Task requirements:
Would you restate each entry word for word, omitting the pictures?

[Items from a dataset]
-=-=-

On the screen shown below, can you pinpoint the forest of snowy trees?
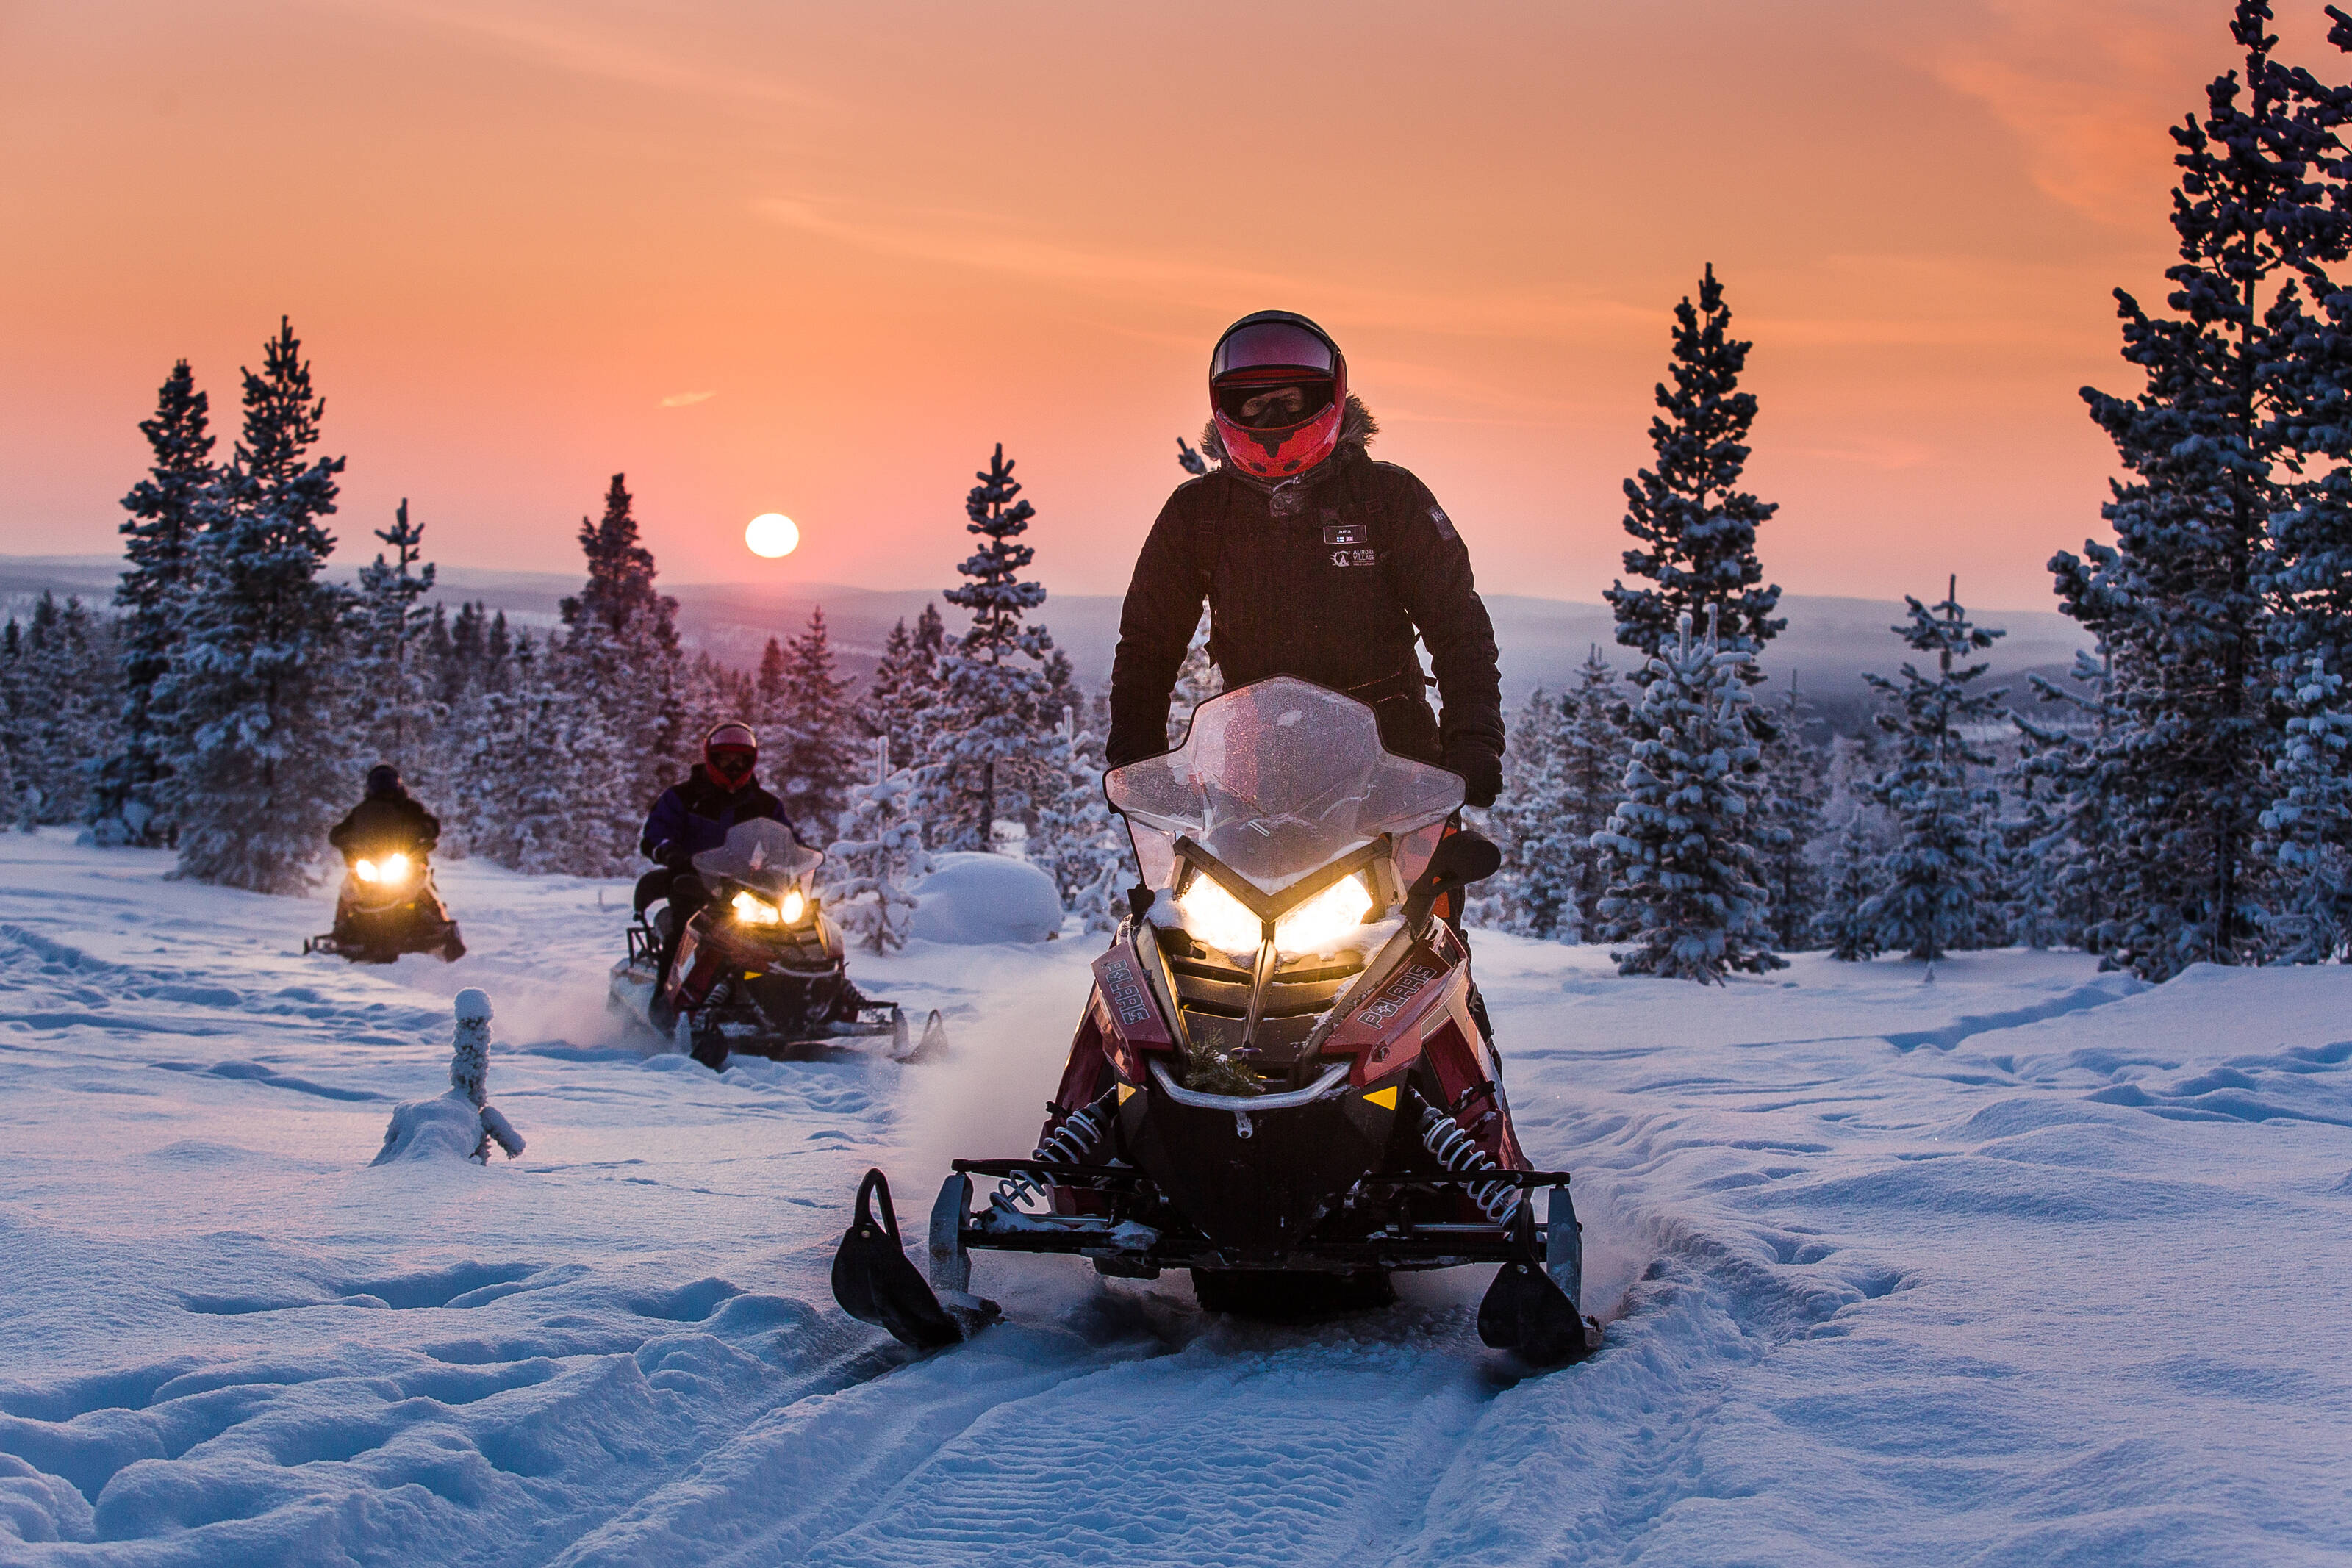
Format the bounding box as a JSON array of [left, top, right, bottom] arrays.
[[7, 4, 2352, 984]]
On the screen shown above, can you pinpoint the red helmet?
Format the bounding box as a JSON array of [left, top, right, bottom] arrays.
[[1208, 310, 1347, 481], [703, 721, 758, 788]]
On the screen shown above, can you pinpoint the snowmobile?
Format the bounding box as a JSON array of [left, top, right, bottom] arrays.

-=-=-

Solution:
On the screen shown below, can you pinpoint the forest of snowy trees?
Format the bounding box as a JSON array of [left, top, right, bottom] arrays.
[[7, 4, 2352, 984]]
On the screen shown above, can you pinpoint the red helmet?
Format the bounding box as a JSON array of [left, top, right, bottom] arrays.
[[1208, 310, 1347, 481], [703, 721, 758, 788]]
On the screen shown above, can you pinpoint the snowmobile?
Format the bounding box as a JSON array of [left, top, right, bottom] arrays.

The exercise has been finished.